__やること__.
1. 支店めぐりの文章で、郡山駅から乗った水郡線の列車は何時発のどこ行きですか。
2. 支店めぐりの文章の続きを、最後の文のあとから書いてください。

__読む文章__.
2010年6月11日 ~東邦銀行支店巡礼(21) 三春支店(前半)~

6月に入って早10日が過ぎた。
そろそろ梅雨入りして良さそうなものだが、未だにその気配がない。
ここ数年、梅雨入りが遅いイメージがある。散歩好きにとっては嬉しいが、梅雨明けもまた遅くなる傾向があるので、喜んでばかりもいられない。今後の雨天順延、中止をにらみながら、今のうちに距離を稼いでおくのが得策だ。
なお、今日の訪問先は、三春支店(207)。前回の終点・磐城守山駅からだと3時間あれば着きそうだが、もう少し先、次の船引支店(208)までは難しいとしても、三春と船引の中間にある磐越東線要田駅までは、最低限のノルマとしたい。
いつものように桑折駅発5時41分の上り始発電車に乗る。前回の磐城守山駅での体験を踏まえ、切符は郡山駅まで買った。従って、6時53分着の郡山で一旦改札を出る。改札外で、トイレに行き、ジュースを買う。運賃を節約するためではなくあくまで郡山の改札外に用があるから切符を二枚に分けるのだとの素振りを見せなければ後ろめたさが残ってしょうがない。ちなみに、トイレ、ジュースの購入とも、改札を出ずとも可能である。
磐城守山駅への切符を買い直し、水郡線が発着する3番線ホームへ。上り列車は7時11分発の常陸大子行ワンマン列車で、2両編成。運転席の後には、運賃表を兼ねた駅名一覧が掲げられている。石川(303)、浅川(309)、棚倉(305)、塙(306)と、東邦銀行の支店を擁する主要駅が揃いも揃って旧国名の「磐城」を冠しているのが面白い。通勤通学の時間帯ではあるが、彼らが降りそうな駅は37.1キロも先の磐城石川までないから、車内は閑散としている。
列車は定刻通りに発車し、磐城守山駅には7時22分着。件の駅前商店の主に切符回収をされたらどうしようという気恥ずかしさがあったが、幸いワンマン列車なので運転手に切符を渡せばことが済む。

__元の資料__.

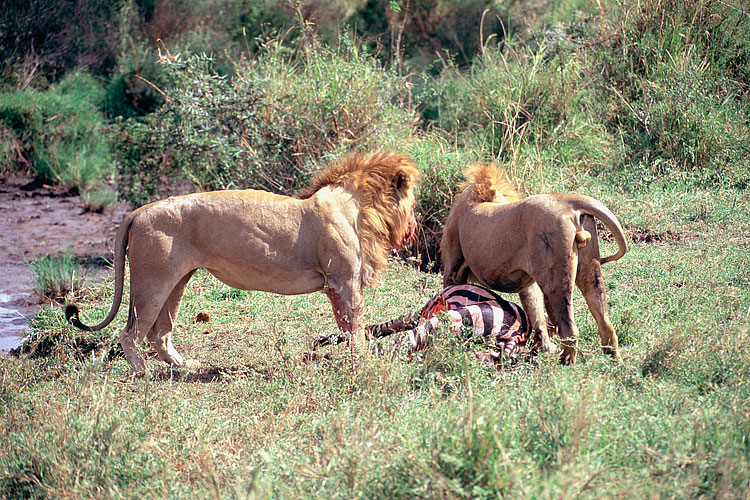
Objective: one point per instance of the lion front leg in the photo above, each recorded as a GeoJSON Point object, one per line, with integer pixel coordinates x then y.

__答え__.
1. 7時11分発の常陸大子行です。

2.
まずは、守山の町を歩く。街村状に家々が連なっており、城下町と言うよりは宿場町に近い。後で知ったが、前回、今回と歩いている主要地方道須賀川三春線にほぼ近いルートを、三春藩主が参勤交代していたらしい。守山は、郡山市中田町赤沼と並んで、須賀川と三春とを結ぶ街道の宿場町としての機能を有していたとのこと。
家並みを抜け、国道49号線を渡る。国道の方は、三春、船引、小野(209)と田村地方の支店を一巡してから、一気に歩き通す予定。歩けるのは、来月上旬か。その頃には、梅雨入りしていることであろう。
国道を渡った先は、丘陵へと分け入る。雑木林と田畑と少々の宅地。そんな単調な風景が延々と続く。須賀川から守山に至る風景もこんな感じだったか。郡山市田村町の特徴なのかもしれない。だからであろうか、郡山市が運営する東山霊園へ至る案内表示が、妙に目を引く。そう言えば、郡山市内では寺院や墓地を見る機会が極端に少ないような気がする。この辺り、北海道に似ていると言えなくもない。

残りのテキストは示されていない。